TASK DESCRIPTION |
Skip the images and restate every line of the records exactly.

[Records drawn from a dataset]
- - - - - - -
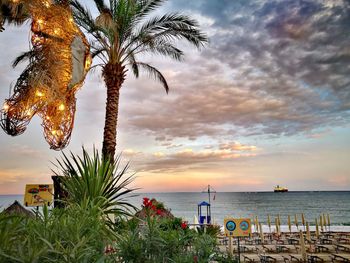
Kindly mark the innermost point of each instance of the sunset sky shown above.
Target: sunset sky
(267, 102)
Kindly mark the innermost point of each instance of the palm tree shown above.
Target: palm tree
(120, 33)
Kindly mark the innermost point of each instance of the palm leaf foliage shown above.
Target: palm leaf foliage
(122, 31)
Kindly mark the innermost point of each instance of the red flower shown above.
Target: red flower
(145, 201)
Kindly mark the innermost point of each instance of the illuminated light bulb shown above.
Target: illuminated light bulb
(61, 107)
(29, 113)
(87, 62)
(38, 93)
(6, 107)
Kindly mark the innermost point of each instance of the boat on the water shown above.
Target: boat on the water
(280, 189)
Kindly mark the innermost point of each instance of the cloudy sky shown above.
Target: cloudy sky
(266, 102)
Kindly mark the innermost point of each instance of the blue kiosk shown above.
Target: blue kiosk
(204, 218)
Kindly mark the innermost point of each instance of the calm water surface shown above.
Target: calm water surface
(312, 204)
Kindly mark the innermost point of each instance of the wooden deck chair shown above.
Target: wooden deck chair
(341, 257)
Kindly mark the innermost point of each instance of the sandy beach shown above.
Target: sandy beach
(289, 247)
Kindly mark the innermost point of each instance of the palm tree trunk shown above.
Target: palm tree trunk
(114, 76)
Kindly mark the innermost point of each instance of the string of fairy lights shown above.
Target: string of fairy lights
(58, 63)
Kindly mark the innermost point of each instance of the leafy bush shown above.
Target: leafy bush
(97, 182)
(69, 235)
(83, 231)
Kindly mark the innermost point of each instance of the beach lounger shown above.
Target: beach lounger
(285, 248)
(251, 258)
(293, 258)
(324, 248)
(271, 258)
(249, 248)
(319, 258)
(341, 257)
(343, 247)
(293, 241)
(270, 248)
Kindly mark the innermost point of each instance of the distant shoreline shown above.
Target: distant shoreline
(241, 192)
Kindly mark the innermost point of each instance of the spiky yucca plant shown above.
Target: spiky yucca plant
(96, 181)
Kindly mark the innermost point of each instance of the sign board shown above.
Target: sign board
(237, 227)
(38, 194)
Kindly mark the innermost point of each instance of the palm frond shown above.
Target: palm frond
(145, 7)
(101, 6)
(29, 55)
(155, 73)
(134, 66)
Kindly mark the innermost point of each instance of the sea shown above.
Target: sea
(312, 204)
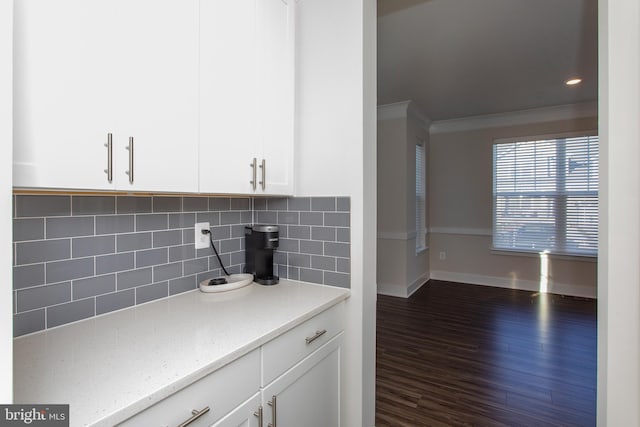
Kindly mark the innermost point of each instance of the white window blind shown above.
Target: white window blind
- - - - - - -
EXPECTED ANSWER |
Kindly mark the innermost point of each instance of the sunset sky shown above.
Target: sunset sky
(267, 102)
Kindly mark the innermost point of each instance of the palm tree shown above.
Target: palm tree
(120, 33)
Kindly mark the innermost point of each instance of the palm leaf foliage shown above.
Target: palm leaf foliage
(122, 31)
Kindly mark the innermost point of each instance of the red flower shown above.
Target: red flower
(145, 201)
Kindly mark the innermost point of each instance of the illuminated light bulb shown above.
Target: illuminated light bulb
(61, 107)
(29, 113)
(87, 62)
(38, 93)
(6, 107)
Kindly mark the innermost point of each instance of the boat on the water shown above.
Target: boat on the water
(280, 189)
Kindly mark the innermost point of each instance of the cloudy sky shown above.
Target: cloudy sky
(266, 102)
Kindly mark the innermost point of each instance of the blue kiosk shown above.
Target: blue kiosk
(204, 218)
Kindly mark the innermost point of each instance of the calm water surface shown above.
Target: calm water surface
(312, 204)
Kindly mark the innermost point of each instance of the wooden deck chair shown above.
Target: wooden deck chair
(341, 257)
Kindly mark the innermost point of each instance of the sandy beach shown above.
Target: sandy beach
(289, 247)
Kindly mark the innermost point of each instance of the palm tree trunk shown above.
Target: palm tree trunk
(114, 76)
Kindly mark the innermost point of each instance of the string of fairy lights shown above.
Target: string of fairy lights
(58, 63)
Kindly mark the innermost point of each instance of the leafy bush shown above.
Target: leafy bush
(97, 182)
(69, 235)
(83, 231)
Kindly mark the innermost point of each instance of the beach lounger shown above.
Target: beach lounger
(285, 248)
(251, 258)
(293, 258)
(324, 248)
(271, 258)
(249, 248)
(319, 258)
(341, 257)
(343, 247)
(293, 241)
(270, 248)
Kindly mark the innermost point of each instance of the distant shoreline shown above.
Target: distant shoreline
(241, 192)
Kindly mark the innermost point of each instance of the spiky yucca plant shown above.
Target: spiky yucca plant
(96, 181)
Kindly mark the innermost point of each instance of the sign board shown above.
Target: sign board
(237, 227)
(38, 194)
Kindly mark the innermost point of each instance of the palm frond shown above.
Target: palm frond
(145, 7)
(101, 6)
(29, 55)
(155, 73)
(134, 66)
Kindly mark the innermost point of each instance of the sea shown above.
Target: sea
(312, 204)
Kindly mark the innermost point of each instance of the white window blind shown above.
Target: white window blind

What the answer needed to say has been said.